▶ [Parties de l'exercice]:
1/ Relevez, sans doublon, tous les noms de lieux cités dans l'extrait sur la pénurie de médecins généralistes.
2/ Rédigez la suite de l'extrait sur la pénurie de médecins généralistes, en reprenant après sa dernière phrase.

▶ [Extrait choisi]:
● ● ● ●

Levier, Frasne, Nozeroy… des secteurs où les généralistes se comptent sur les doigts de la main. « Il n’y aucun secteur sur notre CPTS où nous sommes bien dotés. Actuellement ma génération, celle où il y a eu un pic de professionnels, part en retraite. Sauf que l’État depuis 30, 40 ans, a fermé les vannes et le nombre de jeunes médecins n’est plus assez suffisant. Autour des années 2000 il y a eu un premier changement à cela mais la politique de santé doit se réfléchir presque dix ans à l’avance. », analyse Pierre-Marie Philippe. Diplômé en 1985, le médecin aujourd’hui installé à Levier voit défiler des jeunes internes sans qu’aucun où presque ne s’installe durablement.

Un mode d’exercice complètement différent

Derrière ce problème démographique, le mode d’exercice a considérablement évolué. « Un étudiant passe dix ans avec les mêmes personnes, construit le début de sa vie. Il y a beaucoup plus de temps partiel et une féminisation de la profession importante. Aucun étudiant diplômé ne veut travailler 70h par semaine. Nous voulons plus de temps pour notre vie sociale et ne pas être isolés dans un cabinet. C’est aussi pour cette raison, qu’en proposant toutes les primes, les aménagements et installations possibles, l’état ne résoudra pas le problème », commente Pierre-Laurent Marmier qui vient de valider sa thèse « Parcours de soins et déterminants du recours direct aux urgences de Pontarlier pour les patients relevant d’une prise en charge en médecine générale ».

● ● ● ●

▶ [Matériel d'étude]:
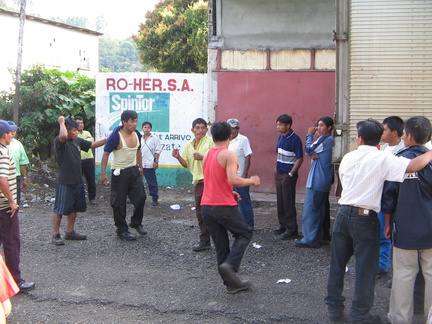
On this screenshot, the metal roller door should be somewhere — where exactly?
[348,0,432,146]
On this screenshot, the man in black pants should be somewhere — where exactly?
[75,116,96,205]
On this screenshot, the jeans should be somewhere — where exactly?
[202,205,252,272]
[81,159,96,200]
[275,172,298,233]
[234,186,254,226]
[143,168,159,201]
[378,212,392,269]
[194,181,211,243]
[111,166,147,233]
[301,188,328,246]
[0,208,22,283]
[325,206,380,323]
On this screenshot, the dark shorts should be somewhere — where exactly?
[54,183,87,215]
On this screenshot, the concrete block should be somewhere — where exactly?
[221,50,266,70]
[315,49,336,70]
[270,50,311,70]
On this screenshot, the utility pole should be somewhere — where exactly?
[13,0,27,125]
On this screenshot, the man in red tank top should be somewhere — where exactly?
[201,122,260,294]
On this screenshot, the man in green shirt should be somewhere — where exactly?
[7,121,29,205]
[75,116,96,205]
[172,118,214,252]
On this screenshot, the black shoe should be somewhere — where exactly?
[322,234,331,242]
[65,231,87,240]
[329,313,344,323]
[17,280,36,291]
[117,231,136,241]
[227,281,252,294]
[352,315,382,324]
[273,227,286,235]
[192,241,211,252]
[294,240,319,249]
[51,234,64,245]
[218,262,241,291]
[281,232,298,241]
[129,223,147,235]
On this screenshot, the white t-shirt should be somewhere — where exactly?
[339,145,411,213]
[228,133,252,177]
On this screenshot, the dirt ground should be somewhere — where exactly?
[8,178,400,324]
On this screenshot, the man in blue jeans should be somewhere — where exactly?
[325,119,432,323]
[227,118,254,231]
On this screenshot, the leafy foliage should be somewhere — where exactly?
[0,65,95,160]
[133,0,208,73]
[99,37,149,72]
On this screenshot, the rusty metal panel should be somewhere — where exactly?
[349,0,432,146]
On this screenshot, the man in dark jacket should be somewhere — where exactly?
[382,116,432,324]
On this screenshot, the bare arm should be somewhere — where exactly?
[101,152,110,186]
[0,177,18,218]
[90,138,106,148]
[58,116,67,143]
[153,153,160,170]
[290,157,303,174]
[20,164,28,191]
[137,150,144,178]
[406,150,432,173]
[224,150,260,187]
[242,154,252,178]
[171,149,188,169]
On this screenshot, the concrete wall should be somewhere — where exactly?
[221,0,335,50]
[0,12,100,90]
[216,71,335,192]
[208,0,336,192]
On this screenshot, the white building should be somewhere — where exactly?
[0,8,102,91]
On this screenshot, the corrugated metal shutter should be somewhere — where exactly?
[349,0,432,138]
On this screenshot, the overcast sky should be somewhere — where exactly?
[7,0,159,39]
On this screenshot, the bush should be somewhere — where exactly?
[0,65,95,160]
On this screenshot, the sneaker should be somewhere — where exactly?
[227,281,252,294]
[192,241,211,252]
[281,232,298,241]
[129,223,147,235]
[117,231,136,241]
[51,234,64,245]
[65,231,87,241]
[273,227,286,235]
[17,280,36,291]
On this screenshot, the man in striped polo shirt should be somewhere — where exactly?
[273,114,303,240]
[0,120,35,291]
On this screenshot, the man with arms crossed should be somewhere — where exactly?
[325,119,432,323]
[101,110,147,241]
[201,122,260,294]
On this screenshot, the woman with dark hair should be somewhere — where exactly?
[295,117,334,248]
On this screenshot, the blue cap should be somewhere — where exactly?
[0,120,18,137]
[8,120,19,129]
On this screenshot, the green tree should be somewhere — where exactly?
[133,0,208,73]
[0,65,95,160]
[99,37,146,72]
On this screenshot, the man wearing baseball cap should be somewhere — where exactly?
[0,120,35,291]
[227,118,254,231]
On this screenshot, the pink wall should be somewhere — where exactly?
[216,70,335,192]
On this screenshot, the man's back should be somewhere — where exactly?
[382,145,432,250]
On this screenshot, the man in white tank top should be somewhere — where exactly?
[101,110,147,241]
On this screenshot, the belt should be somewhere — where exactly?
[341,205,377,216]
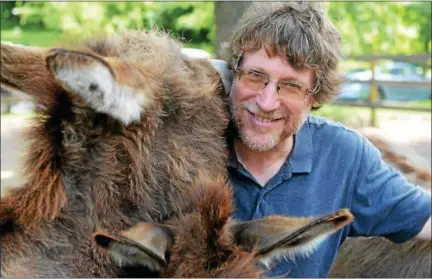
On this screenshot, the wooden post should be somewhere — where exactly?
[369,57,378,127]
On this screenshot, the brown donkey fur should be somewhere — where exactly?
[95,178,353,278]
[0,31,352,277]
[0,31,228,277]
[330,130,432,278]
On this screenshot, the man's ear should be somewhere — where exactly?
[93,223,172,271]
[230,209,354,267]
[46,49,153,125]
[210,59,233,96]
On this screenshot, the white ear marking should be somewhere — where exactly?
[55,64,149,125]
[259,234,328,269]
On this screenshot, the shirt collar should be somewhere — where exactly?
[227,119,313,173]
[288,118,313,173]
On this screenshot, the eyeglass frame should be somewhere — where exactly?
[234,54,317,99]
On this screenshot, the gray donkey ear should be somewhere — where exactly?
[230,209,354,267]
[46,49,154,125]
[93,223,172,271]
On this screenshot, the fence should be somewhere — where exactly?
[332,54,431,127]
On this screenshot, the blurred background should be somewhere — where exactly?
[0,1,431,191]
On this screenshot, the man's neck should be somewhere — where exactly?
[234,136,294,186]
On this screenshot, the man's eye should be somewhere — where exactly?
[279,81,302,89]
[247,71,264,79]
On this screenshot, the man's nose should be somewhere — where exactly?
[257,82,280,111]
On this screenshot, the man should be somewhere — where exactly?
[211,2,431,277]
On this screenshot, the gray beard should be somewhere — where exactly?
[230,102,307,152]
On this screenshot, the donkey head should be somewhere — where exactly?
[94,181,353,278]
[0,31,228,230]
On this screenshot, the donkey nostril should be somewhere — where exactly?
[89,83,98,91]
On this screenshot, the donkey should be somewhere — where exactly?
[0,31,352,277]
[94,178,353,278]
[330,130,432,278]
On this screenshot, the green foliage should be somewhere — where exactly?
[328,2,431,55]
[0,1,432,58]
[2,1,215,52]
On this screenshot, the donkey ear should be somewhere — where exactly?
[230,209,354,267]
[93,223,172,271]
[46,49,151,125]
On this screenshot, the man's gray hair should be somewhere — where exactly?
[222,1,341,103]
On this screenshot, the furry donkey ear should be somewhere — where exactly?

● ● ● ●

▶ [Vos réponses]:
1/ Levier, Frasne, Nozeroy, Pontarlier

2/
« Un jeune médecin qui ne veut pas travailler 70 à 80h semaine comme à l’ancienne, c’est tout de même pour faire 45 à 50h dans des conditions parfois compliquées. Le grand public peut penser que les médecins « ne veulent plus travailler ». C’est faux, on veut travailler différemment. », ajoute Fabien Noreille, médecin généraliste installé à la maison de santé de Pontarlier. Une situation totalement compréhensible pour Pierre-Marie Philippe. « A mon époque au début, on habillait les morts, littéralement, le médecin était le patriarche du village. »

Le numérus apertus, la fausse bonne idée ? 

Pour répondre à ce manque le gouvernement, depuis la rentrée 2021, a supprimé le numérus clausus au profit du numérus apertus, pouvant augmenter face aux besoins sur le territoire. Une fausse bonne solution si l’on en croit les interlocuteurs. « Augmenter le nombre de passage en deuxième année de médecine sans rien améliorer derrière ça ne changera rien. Si le nombre de places en stage et la formation ne suivent pas, les internes deviendront des mauvais médecins. A l’heure actuelle, les internes en stage dans les gros hôpitaux, redoutent de s’installer en cabinet. Ils ont été cantonnés à des petites tâches quand les stagiaires en maisons de santé éloignées devaient traiter de tout. Avoir plus de médecins d’accord, mais il faut garder la qualité actuelle ! », poursuit Pierre-Laurent Marmier.

« Il va y avoir une salve de nouveaux médecins qui arrivera d’un coup dans dix ans, très bien. En attendant, il y a des formations annexes pour épauler les médecins généralistes. Dans dix ans, si l’on assemble tout ça, on court vers une surcharge de professionnels de santé. On a l’impression que l’État réagit dans l’urgence sans vraiment réfléchir sur du long, très long terme. », commente Fabien Noreille.

Maison de santé, la piste à développer

Tous s’accordent sur un point : les maisons de santé sont des outils d’avenir, à l’heure où la sectorisation centralise l’accès aux soins spécialisés sur Besançon. « Proposer à plusieurs amis d’une même promo d’aller travailler ensemble à une heure ou deux heures de route, c’est possible car encore une fois on prend plus en considération le critère social que financier. » assure Pierre-Laurent Marmier.

Une manière aussi d’apporter un soin plus rapide et d’éviter les urgences, devenues la solution trop facile du grand public. « Une meilleure éducation et formation aux soins de premières nécessités auprès du grand public sont essentielles », glisse Fabien Noreille.

En 2021, le gouvernement précisait qu’en moyenne, d’ici à 2027, il faudrait former 20 % d’étudiants en plus en médecine, 14 % en odontologie, 8 % en pharmacie et 2 à 4 % en maïeutique.